---------- PASSAGE CHOISI

Écrit par Raymond FERY. Associe a la categorie Médecine

Medecine des pays chauds

En 1880, le rocher de Constantine n'était relié à la terre ferme que par un unique pont, dit d'El Kantara, au N.E. et par l'isthme étroit qui le soudait au Koudiat Aty au S.O. Isolé, telle l'île volante de Gulliver, à laquelle le comparaît Alexandre Dumas, il était cerné d'un côté parle vertigineux abîme du Hamma et de l'autre par les gorges du Rhumel. Le grand pont de Sidi-Rached ne ceinturait pas encore la vieille ville. Un important casernement avait été installé dans les anciennes écuries du bey le Bardo - situées en amont des gorges, non loin des rives de l'oued, pour loger le train des équipages.

 

La garnison, comme en bien d'autres localités d'Algérie, payait un lourd tribut aux fièvres palustres. Un chaud matin de l'été de cette année-là, un malheureux soldat du train grelottait sur sa couche, claquant des dents et souffrant d'un violent mal de tête. On le transporta d'urgence à l'infirmerie de la caserne, où un aide-major passait la visite. Le " toubib " l'évacua dare-dare sur l'hôpital militaire, dont les bâtiments s'élevaient dans la " kasba ", immense citadelle couronnant le rocher.

 

Là, un major à trois galons, le jeune agrégé du Val-de-Grâce, Alphonse Laveran, se livrait, après être passé par Bône et par Biskra, à des recherches sur l'origine des fièvres qui, depuis un demi-siècle, décimaient soldats et colons. Certes, le docteur Maillot avait obtenu des succès thérapeutiques importants, en fixant, dès 1834, les règles d'administration de la quinine, découverte dans l'écorce du quinquina par les pharmaciens Pelletier et Caventou, en 1820. Mais, si l'on parvenait à combattre le mal une fois qu'il s'était déclaré, on en ignorait toujours la cause et ne savait pas s'en prémunir.

--------------------

Reprenez le passage sur les fièvres palustres à Constantine à partir de sa dernière phrase et prolongez-le. Les items n'ont aucun lien avec le passage sur les fièvres palustres à Constantine.

---------- ITEMS FOURNIS

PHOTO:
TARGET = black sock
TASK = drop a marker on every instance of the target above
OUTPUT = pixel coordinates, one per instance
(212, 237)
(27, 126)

--------------------

RÉPONSE À LA CONSIGNE:
En recevant le petit tringlot, Laveran s'assura qu'on ne lui avait encore administré aucune médication, aucune dose de sulfate de quinine, et procéda sur lui à un prélèvement de sang pour l'examiner au microscope.

 

Lorsqu'il était en poste à Bône en 1878, Laveran avait déjà reconnu l'existence de corps sphériques, pigmentés, doués de mouvements, dans le sang des fiévreux. Cette fois, il allait découvrir, sur les bords de ces corps sphériques, des éléments filiformes, s'agitant avec une grande vivacité. Dès lors, il n'eut plus de doute sur la nature parasitaire de la maladie : les fièvres palustres étaient causées par un microbe, vivant en parasite dans le sang des malades. Des mois durant, il poursuivit ses recherches sur de nouveaux malades. Chaque fois, il retrouva le parasite et put décrire avec précision ses différents aspects. Et le 6 novembre 1880, il se décida à rendre compte de ses travaux dans un mémoire adressé à l'Académie de médecine.

 

Ainsi venait d'avoir lieu, à Constantine, une découverte d'une importance considérable, inaugurant l'ère scientifique de la pathologie exotique. Un savant médecin, originaire de Constantine pourra écrire, cinquante ans plus tard : " Grâce à Laveran, la médecine des pays chauds a été transformée, rénovée, la mise en valeur des colonies rendue possible, des milliers d'existences gardées saines et sauves. Et c'est pour l'Algérie, un motif de fierté légitime que de si heureuses conséquences aient eu leur origine sur son sol ". (Edmond Sergent)

 

Alphonse Laveran a été le premier Français lauréat du Prix Nobel de médecine en 1907. Ayant quitté l'armée en 1896 pour entrer à l'Institut Pasteur, il poursuivit ses recherches sur les protozoaires. En 1908, il avait fondé la Société de pathologie exotique dont il assura la présidence jusqu'en 1922, année de sa mort.

 

Raymond FERY

 

Dessin de l'auteur: Constantine en 1880. Au premier plan à gauche, la caserne du Bardo, à proximité de l'Oued Rhumel.